■ DATA FOR THIS EXERCISE
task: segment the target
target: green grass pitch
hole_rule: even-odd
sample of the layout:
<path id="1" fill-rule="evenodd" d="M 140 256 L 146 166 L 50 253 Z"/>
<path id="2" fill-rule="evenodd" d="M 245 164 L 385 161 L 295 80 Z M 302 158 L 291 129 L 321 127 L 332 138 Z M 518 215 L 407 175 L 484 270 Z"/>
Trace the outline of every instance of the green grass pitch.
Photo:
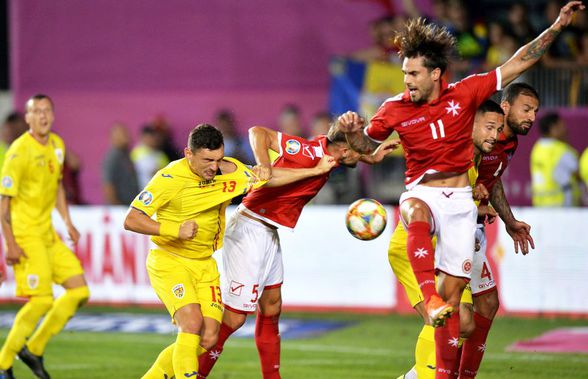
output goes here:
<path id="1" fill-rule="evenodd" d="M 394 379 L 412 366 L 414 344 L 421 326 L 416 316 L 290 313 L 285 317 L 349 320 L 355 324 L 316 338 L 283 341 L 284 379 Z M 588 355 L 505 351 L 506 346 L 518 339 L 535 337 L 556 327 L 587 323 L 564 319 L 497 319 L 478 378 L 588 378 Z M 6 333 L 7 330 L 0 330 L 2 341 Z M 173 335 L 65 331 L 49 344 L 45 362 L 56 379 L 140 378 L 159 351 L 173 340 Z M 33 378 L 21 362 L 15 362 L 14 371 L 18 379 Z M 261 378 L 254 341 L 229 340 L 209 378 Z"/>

■ EXERCISE TASK
Copy the records above word for word, but leave the pictures out.

■ TASK SOLUTION
task: segment the target
target: green grass pitch
hole_rule: even-odd
sample of the layout:
<path id="1" fill-rule="evenodd" d="M 140 256 L 146 166 L 50 253 Z"/>
<path id="2" fill-rule="evenodd" d="M 245 164 L 385 161 L 295 80 Z M 302 158 L 291 129 L 321 127 L 332 138 Z M 518 215 L 407 175 L 484 270 Z"/>
Trace the outline of every instance of the green grass pitch.
Photo:
output goes here:
<path id="1" fill-rule="evenodd" d="M 394 379 L 412 366 L 414 344 L 421 326 L 416 316 L 290 313 L 285 317 L 349 320 L 355 324 L 316 338 L 283 341 L 284 379 Z M 588 355 L 505 351 L 506 346 L 518 339 L 535 337 L 556 327 L 587 323 L 564 319 L 497 319 L 478 378 L 588 378 Z M 6 333 L 7 330 L 0 330 L 2 341 Z M 173 335 L 65 331 L 49 344 L 45 362 L 56 379 L 140 378 L 159 351 L 173 340 Z M 33 378 L 21 362 L 15 362 L 14 371 L 18 379 Z M 261 378 L 254 341 L 229 340 L 209 378 Z"/>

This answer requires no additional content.